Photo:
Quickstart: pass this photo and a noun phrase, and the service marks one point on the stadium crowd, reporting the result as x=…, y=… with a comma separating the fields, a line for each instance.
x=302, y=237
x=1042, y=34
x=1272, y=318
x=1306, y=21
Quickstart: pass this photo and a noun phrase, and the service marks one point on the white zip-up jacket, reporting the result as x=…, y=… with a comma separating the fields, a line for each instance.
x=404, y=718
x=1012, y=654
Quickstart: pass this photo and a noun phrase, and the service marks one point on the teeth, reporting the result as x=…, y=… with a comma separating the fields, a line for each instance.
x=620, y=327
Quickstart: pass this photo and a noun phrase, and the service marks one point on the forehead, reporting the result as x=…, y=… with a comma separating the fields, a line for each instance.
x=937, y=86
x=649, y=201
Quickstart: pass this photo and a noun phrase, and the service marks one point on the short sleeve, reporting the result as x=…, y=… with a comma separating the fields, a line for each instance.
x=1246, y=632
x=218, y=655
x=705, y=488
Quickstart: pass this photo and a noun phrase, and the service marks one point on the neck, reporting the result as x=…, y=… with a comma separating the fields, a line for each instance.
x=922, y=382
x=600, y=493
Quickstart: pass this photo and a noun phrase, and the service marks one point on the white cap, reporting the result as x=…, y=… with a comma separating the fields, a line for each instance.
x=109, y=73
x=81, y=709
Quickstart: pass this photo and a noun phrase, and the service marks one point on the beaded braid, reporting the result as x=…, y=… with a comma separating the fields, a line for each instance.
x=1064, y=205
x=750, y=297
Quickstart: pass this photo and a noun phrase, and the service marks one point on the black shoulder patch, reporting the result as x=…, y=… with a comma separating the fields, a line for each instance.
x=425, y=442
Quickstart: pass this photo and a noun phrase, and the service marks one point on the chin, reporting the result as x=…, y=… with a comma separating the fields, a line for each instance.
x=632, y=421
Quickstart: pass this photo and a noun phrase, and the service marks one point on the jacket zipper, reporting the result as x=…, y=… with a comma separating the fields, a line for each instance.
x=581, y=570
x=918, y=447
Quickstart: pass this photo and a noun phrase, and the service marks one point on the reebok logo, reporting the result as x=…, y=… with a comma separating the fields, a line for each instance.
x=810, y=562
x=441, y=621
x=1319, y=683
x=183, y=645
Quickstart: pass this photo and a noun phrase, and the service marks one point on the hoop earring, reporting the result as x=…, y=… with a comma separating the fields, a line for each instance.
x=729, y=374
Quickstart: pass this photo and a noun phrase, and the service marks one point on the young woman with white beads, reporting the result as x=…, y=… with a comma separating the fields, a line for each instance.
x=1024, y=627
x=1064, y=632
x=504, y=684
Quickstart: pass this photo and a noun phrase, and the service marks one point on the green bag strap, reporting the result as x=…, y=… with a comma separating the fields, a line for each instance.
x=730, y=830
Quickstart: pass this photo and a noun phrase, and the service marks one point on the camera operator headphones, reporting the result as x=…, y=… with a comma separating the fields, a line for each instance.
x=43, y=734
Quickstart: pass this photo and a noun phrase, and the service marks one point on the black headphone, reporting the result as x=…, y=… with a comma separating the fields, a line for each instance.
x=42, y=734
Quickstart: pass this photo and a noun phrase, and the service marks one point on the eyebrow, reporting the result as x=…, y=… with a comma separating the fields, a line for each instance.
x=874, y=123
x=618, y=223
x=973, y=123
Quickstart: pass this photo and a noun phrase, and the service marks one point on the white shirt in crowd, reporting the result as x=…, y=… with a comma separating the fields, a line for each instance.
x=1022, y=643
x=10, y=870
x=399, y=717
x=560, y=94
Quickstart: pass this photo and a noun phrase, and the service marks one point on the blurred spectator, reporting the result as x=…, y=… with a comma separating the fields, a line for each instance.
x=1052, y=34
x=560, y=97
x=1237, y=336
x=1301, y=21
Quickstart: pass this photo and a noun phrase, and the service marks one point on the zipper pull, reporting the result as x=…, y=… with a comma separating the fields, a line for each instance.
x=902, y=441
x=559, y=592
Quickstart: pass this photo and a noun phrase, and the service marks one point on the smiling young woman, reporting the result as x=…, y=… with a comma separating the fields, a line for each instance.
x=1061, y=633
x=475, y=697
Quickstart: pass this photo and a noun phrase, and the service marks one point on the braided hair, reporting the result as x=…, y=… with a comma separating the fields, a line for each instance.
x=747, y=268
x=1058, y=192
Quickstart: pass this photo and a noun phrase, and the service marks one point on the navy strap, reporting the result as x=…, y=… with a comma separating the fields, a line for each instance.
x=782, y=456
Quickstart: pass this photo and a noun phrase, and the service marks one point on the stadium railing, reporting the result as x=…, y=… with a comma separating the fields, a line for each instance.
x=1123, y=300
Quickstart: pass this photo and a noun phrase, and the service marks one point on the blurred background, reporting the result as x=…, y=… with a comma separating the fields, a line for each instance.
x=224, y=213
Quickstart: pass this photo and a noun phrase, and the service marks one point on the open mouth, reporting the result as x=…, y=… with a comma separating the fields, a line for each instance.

Task prompt: Convert all the rows above into a JSON array of strings, one string per line, with blank lines omitted.

Result:
[
  "Photo:",
  "Quickstart: pass this photo and a noun phrase, and the service marks one point on the stadium crowd, reporting the result as x=…, y=… with a comma separating the fields, a line for each instance.",
  "x=302, y=237",
  "x=1042, y=34",
  "x=1272, y=318",
  "x=1306, y=21",
  "Quickstart: pass this photo and a noun phrase, and the service marks one point on the white zip-up jacket, reporting the result as x=…, y=… with a comma separating the fields, a line for each instance.",
  "x=404, y=718",
  "x=1012, y=654",
  "Quickstart: pass this photo and a noun phrase, and the service marks one point on the teeth, reporting the result as x=…, y=… with a comma separating the fields, a line for each instance.",
  "x=620, y=327",
  "Quickstart: pass this photo and a noun phrase, and the service marks one point on the forehead, reporting the result as x=…, y=… with a comma separating the fields, a line for each instance.",
  "x=937, y=86",
  "x=649, y=201",
  "Quickstart: pass this photo and a noun phrase, and the service marks one point on the short sleeve, reporting the result as x=…, y=… with a comma separating the fields, a line for each instance.",
  "x=1246, y=632",
  "x=218, y=655",
  "x=705, y=488",
  "Quickstart: pass this photo and a noun phrase, and the service marks one point on the neck, reporting the result as x=…, y=… with a comma separating the fields, a line for each instance.",
  "x=922, y=382",
  "x=600, y=493",
  "Quickstart: pass this photo and a noun phrase, and the service marks one point on the white cap, reporting the result as x=…, y=… with a comma separating the fields, a line for each instance.",
  "x=109, y=73",
  "x=81, y=709",
  "Quickstart: pass this photo and a noun phrase, and the service marks one point on the beaded braid, reporting the result as x=…, y=… with a comma separating the fields, a line for each instance.",
  "x=1064, y=205",
  "x=750, y=297",
  "Quickstart: pass this photo and a noun phrase, and the service marks one point on the black shoulder patch, reporting the result as x=…, y=… with a comma separating the fields, a line for each instance.",
  "x=425, y=442",
  "Quickstart: pass this photo and a noun phrase, and the service marks one point on the chin, reporting the result as x=…, y=… with a comma separating the fields, a line for each instance.",
  "x=632, y=421",
  "Quickstart: pass this photo and a noun phrase, and the service marks one point on the jacket zipper, reporting the result as x=…, y=… with a comma separating the fields, a line for each instance.",
  "x=581, y=570",
  "x=918, y=447",
  "Quickstart: pass this photo and a noun phrase, and the service marks one point on the reebok logo, reporting the result as x=…, y=… with a comma separating the fields, a line for each instance.",
  "x=810, y=562",
  "x=441, y=621",
  "x=1319, y=683",
  "x=183, y=645",
  "Quickstart: pass this photo and a noun phrase, and the service marks one point on the hoop earring, reporting the result as x=…, y=… with a comma separating the fields, a line for each instance.",
  "x=729, y=374",
  "Quickstart: pass this photo and a noun phrase, and the service marks one point on the young woman with white beads, reporting the result as x=…, y=… with a comma separating the fields, a line for each instance.",
  "x=1024, y=627",
  "x=1064, y=632",
  "x=504, y=684",
  "Quickstart: pass this photo and a noun phrase, and the service marks one point on the green bag strap, reporting the result as x=…, y=… with a comma separating the fields, a line for each instance.",
  "x=730, y=830",
  "Quickstart: pass this photo and a noun phrase, and the service marks one point on the camera operator headphones, reporting the result as x=…, y=… with a comma separating the fields, a line for each instance.",
  "x=43, y=734",
  "Quickstart: pass this photo and a noun phrase, and the service marks one point on the black headphone, reporting the result as x=…, y=… with a comma separating the fields, a line for each instance.",
  "x=42, y=734",
  "Quickstart: pass this photo and a noun phrase, and the service marks one point on the eyebrow, reporting the result as x=…, y=… with a comma separating the fields, a line for each instance.",
  "x=874, y=123",
  "x=618, y=223",
  "x=973, y=123",
  "Quickstart: pass this photo and a noun phrase, and the service marks one point on the white shirt in crowd, reporting the result as x=…, y=… with a comma separating the fields, a line for each instance.",
  "x=1022, y=643",
  "x=10, y=870",
  "x=399, y=717",
  "x=560, y=94",
  "Quickstart: pass this photo and a noun phrase, and the service marks one point on the blurred spectator, reporting the result as x=…, y=… with a comma separating the fields, a line for each instance.",
  "x=1052, y=34",
  "x=560, y=97",
  "x=1237, y=336",
  "x=1301, y=21",
  "Quickstart: pass this photo and a noun phrase, and the service marks one point on the zipper pull, reporting the result as x=…, y=… with a comma separating the fields, a line for each instance.",
  "x=902, y=441",
  "x=559, y=592",
  "Quickstart: pass this photo and a noun phrase, and the service marks one point on the smiling young woman, reporting the result as x=…, y=… with a comma separating the fields, a line for each instance.",
  "x=1061, y=633",
  "x=475, y=697",
  "Quickstart: pass this photo and a noun phrase, and the service marks one point on the braided hair, reporting the result as x=…, y=… with a comma separating the fields, a line for each instance.",
  "x=747, y=268",
  "x=1058, y=192",
  "Quickstart: pass this photo and a noun phrase, and the service marks one point on the navy strap, reporting the result as x=…, y=… with a comma separating the fields, a line for each instance.",
  "x=782, y=456",
  "Quickstart: pass this photo and a noun phrase, and the service marks one point on the stadium railing, reporting the result as x=…, y=… with a comma separating the fields, a line for each instance.",
  "x=1123, y=300",
  "Quickstart: pass this photo and a noun phrase, and the service marks one point on the blurred background, reporting the result as x=…, y=… with a comma separating the fields, a line for each instance.",
  "x=224, y=213",
  "Quickstart: pass this photo and a noun phrase, and the service marks one point on the open mouth, reporting the result as x=…, y=… with a comma separating the fields, a line for each instance."
]